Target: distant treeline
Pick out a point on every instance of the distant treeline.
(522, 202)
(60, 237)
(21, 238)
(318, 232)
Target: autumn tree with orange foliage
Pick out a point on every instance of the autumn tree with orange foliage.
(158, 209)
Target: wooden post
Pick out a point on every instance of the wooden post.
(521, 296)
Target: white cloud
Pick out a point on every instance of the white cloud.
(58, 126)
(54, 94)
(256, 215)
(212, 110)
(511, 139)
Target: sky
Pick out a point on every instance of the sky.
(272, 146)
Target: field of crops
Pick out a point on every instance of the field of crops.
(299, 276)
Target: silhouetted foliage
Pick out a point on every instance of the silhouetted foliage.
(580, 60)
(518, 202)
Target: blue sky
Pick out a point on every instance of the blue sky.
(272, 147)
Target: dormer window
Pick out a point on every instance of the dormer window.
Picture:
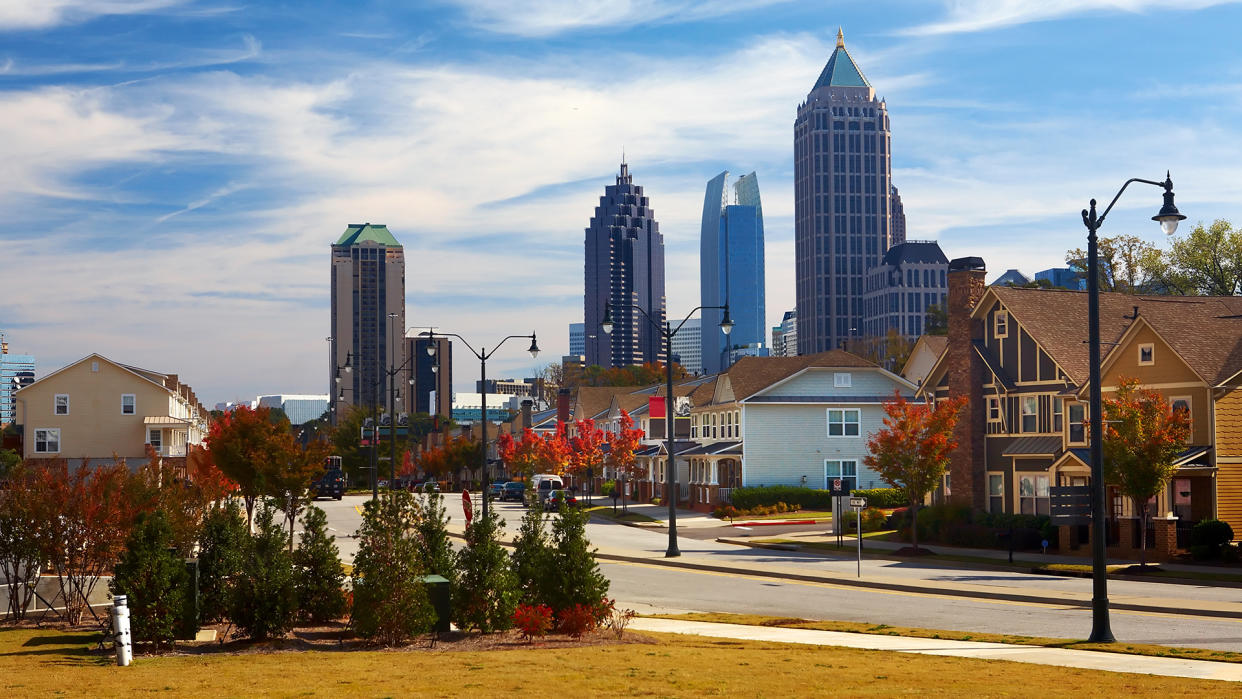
(1146, 354)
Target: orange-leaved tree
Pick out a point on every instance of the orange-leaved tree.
(1143, 436)
(912, 451)
(622, 446)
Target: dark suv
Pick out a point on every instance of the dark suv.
(330, 484)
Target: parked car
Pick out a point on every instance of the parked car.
(330, 484)
(557, 497)
(513, 491)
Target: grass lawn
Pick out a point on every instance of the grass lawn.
(42, 662)
(884, 630)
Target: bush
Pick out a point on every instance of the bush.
(153, 577)
(390, 599)
(317, 570)
(263, 599)
(487, 589)
(220, 556)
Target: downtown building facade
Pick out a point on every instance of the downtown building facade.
(846, 210)
(732, 272)
(368, 284)
(625, 267)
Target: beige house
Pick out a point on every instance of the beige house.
(97, 409)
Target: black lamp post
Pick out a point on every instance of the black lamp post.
(482, 355)
(668, 332)
(1168, 217)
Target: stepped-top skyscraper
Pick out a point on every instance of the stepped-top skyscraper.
(625, 266)
(846, 210)
(368, 283)
(732, 268)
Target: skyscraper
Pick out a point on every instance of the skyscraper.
(368, 283)
(732, 268)
(625, 266)
(843, 201)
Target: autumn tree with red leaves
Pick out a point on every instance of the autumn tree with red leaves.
(912, 451)
(1143, 436)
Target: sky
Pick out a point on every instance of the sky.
(174, 171)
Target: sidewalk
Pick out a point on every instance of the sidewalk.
(1060, 657)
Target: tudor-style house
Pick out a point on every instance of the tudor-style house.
(97, 409)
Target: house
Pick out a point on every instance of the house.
(97, 409)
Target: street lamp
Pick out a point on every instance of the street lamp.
(482, 355)
(1168, 217)
(668, 332)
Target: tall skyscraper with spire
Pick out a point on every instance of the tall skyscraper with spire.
(846, 210)
(732, 270)
(625, 266)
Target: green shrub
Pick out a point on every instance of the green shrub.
(263, 601)
(153, 577)
(317, 570)
(487, 589)
(221, 550)
(390, 600)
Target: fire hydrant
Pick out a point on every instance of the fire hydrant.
(121, 630)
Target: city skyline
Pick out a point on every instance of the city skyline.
(183, 163)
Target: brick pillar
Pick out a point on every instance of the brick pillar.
(965, 373)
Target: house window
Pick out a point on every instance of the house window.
(846, 471)
(1000, 324)
(1146, 354)
(47, 441)
(1030, 414)
(1032, 493)
(843, 422)
(1077, 427)
(995, 492)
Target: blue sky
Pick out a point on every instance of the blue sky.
(174, 170)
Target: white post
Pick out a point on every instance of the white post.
(121, 630)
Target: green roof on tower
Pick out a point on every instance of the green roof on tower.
(841, 70)
(362, 232)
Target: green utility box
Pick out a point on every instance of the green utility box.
(440, 595)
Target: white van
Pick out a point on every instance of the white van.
(544, 483)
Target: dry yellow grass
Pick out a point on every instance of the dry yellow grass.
(47, 662)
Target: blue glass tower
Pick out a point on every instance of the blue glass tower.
(732, 270)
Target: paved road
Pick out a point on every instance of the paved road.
(650, 587)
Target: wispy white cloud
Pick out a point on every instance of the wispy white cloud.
(984, 15)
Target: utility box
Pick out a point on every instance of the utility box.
(440, 595)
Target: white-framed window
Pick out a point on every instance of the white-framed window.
(1032, 494)
(846, 471)
(994, 409)
(1146, 354)
(845, 422)
(47, 441)
(1030, 414)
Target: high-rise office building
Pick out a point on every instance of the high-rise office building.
(843, 201)
(16, 371)
(368, 284)
(732, 268)
(625, 266)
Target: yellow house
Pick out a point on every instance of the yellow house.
(97, 409)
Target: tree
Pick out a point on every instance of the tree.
(622, 446)
(1143, 437)
(912, 451)
(153, 579)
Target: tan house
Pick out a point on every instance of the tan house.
(98, 410)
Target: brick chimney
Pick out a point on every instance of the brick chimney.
(965, 373)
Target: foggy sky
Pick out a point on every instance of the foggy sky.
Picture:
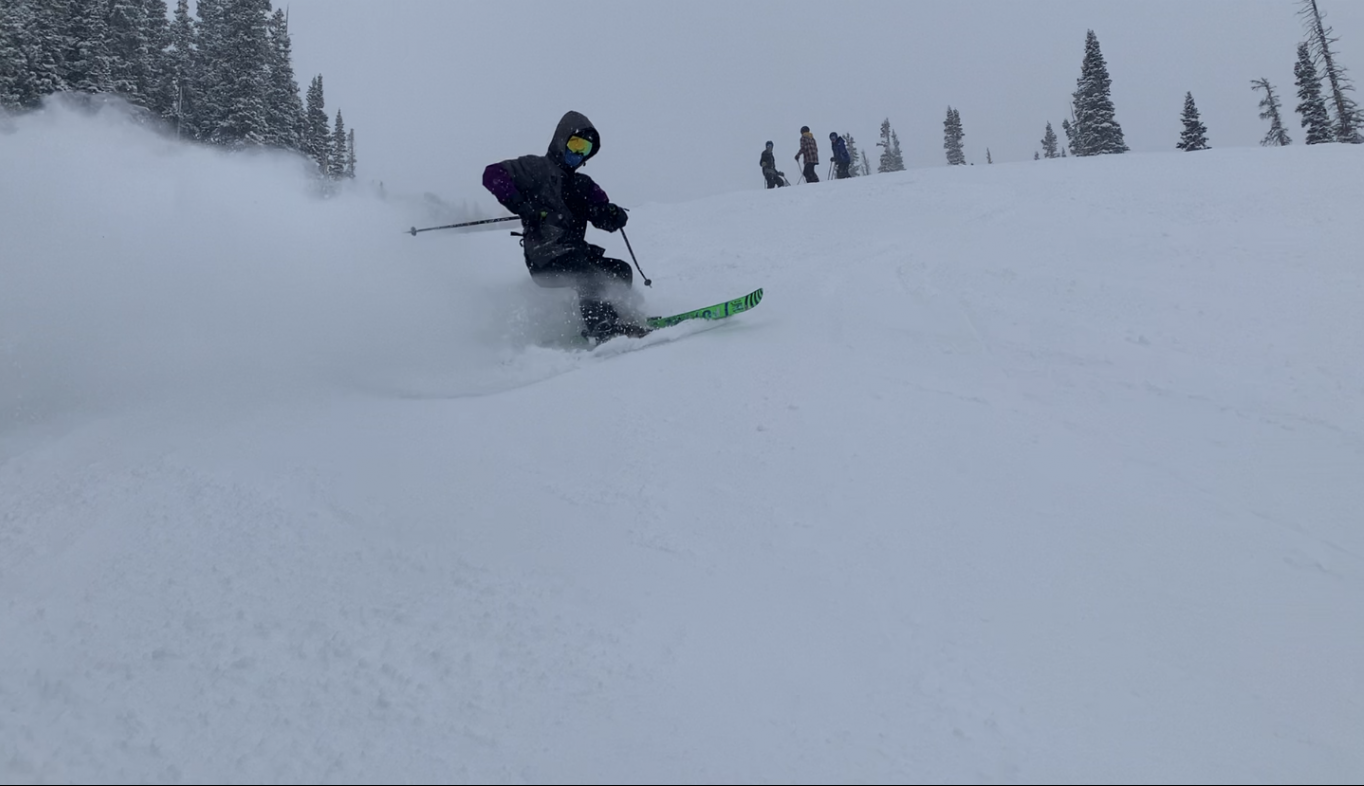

-------------------------

Goal: Every entry must be transcribed exactly. Pictures do not belong in the copy.

Task solution:
Target: distant treeline
Pick out a point on every instance of the distant treeline.
(522, 202)
(60, 237)
(21, 238)
(318, 232)
Target: autumn tree with orange foliage
Pick out a point on every instance of the autumn tree with orange foliage.
(158, 209)
Target: wooden post
Pick out a point on every instance of the wooden post.
(521, 296)
Target: white cloud
Pick out a point on every instance of the white cloud.
(58, 126)
(54, 94)
(256, 215)
(212, 110)
(511, 139)
Target: sky
Pick out a point on every instance of the sky.
(272, 146)
Target: field of crops
Pick out a point on every instance of the field of crops.
(299, 276)
Target: silhouetted foliage
Pick out a point on every instance of the silhouetted foliage.
(580, 60)
(518, 202)
Target: blue sky
Pick out a point on every instance of the blue sky.
(272, 147)
Target: dormer window
Pick out a point on every instance of the dormer window.
Picture:
(1146, 354)
Target: orange-leaved tree
Pick out a point on every instance of the orange-leaved tree.
(1143, 436)
(912, 451)
(622, 446)
Target: dark suv
Pick out a point on every instance of the dark suv.
(330, 484)
Target: parked car
Pick out a point on every instance of the parked car.
(330, 484)
(557, 497)
(513, 491)
Target: grass lawn
Pick out a point on every instance of the grass lawn.
(42, 662)
(884, 630)
Target: bush
Pick out a point on every instance of the bush.
(153, 577)
(390, 599)
(317, 570)
(263, 599)
(487, 589)
(220, 556)
Target: downtown building facade
Pick out a point on every instance of the downtown building facade.
(846, 210)
(732, 272)
(368, 284)
(625, 267)
Target: beige house
Pick out a point on every instance of the beige house.
(97, 409)
Target: black lamp post
Pick out a point on every instance of the black lamp post.
(482, 355)
(668, 332)
(1168, 217)
Target: stepped-top skyscraper
Pick out a point on every instance of the stepped-top skyscraper.
(625, 266)
(846, 210)
(368, 283)
(732, 268)
Target: skyscraper
Pick out a point on every instance of the skyscraper.
(368, 283)
(732, 268)
(625, 266)
(843, 201)
Target: autumn tree with red leaves
Pick out a point on every instance of the autumn tree with red leaves.
(912, 451)
(1143, 436)
Target: sky
Pick out a point on every instance of the sky.
(174, 171)
Target: sidewalk
Pick out a point on every instance of the sidewalk.
(1060, 657)
Target: tudor-style house
Pick out a point on every instance of the tudor-style house.
(97, 409)
Target: house
Pick out a point on every instance of the house.
(97, 409)
Target: street lamp
Pick out a point on every instance of the street lamp.
(482, 355)
(1168, 217)
(668, 332)
Target: tall skyscraper with spire
Pick out a point on every instance of the tall skyscraper with spire.
(846, 210)
(732, 270)
(625, 266)
Target: green shrub
Pick out a point on every instance of the green shrub.
(263, 601)
(153, 577)
(317, 570)
(487, 589)
(221, 550)
(390, 600)
Target: fire hydrant
Pick out a point on every instance of the fire hydrant.
(121, 630)
Target: city skyline
Pick out a point on every instance of the city skyline.
(183, 163)
Target: brick pillar
Pick out a point on every instance of the brick pillar.
(965, 373)
Target: house window
Pick out a point on every instance of the house window.
(846, 471)
(1000, 324)
(1146, 354)
(47, 441)
(1030, 414)
(1032, 493)
(843, 422)
(1077, 427)
(995, 492)
Target: blue sky
Pick out a point on every instance of the blue sky.
(174, 170)
Target: white post
Pick out a point on every instance of the white post.
(121, 630)
Target: green roof on tower
Pick out a point on every instance of the green roof on tower.
(841, 70)
(362, 232)
Target: green utility box
Pick out a point on every instance of the green utility box.
(440, 595)
Target: white van
Pick out a point on every instance of the white van.
(544, 483)
Target: dry yellow grass
Pick out a point on every instance of the dry yellow grass.
(47, 662)
Target: blue glass tower
Pick out a point on every instance of the blue glass tower.
(732, 270)
Target: paved road
Pick out a point on every instance of the paved road.
(650, 587)
Target: wispy white cloud
Pick out a point on every instance of the wispy white cloud.
(984, 15)
Target: utility box
Pick out a point on every instance of the utility box.
(440, 595)
Target: white-framed window
Pick out a point on every instance of the white-framed window.
(1032, 494)
(846, 471)
(994, 409)
(1146, 354)
(845, 422)
(47, 441)
(1030, 414)
Target: high-rise office building
Pick out a point on every instance of the high-rise office building.
(843, 201)
(16, 371)
(368, 284)
(732, 268)
(625, 266)
Target: yellow house
Pick out a point on every instance of the yellow house.
(97, 409)
Target: tree
Pick out a point on every instance of the tree.
(622, 446)
(1143, 437)
(912, 451)
(153, 579)
Target: tan house
Pick out a point on every instance of the tan house.
(98, 410)
Target: brick chimney
Pick out a point on every instance of the brick chimney.
(965, 373)
Target: foggy sky
Pick out a point on every instance of the foggy sky.
Picture:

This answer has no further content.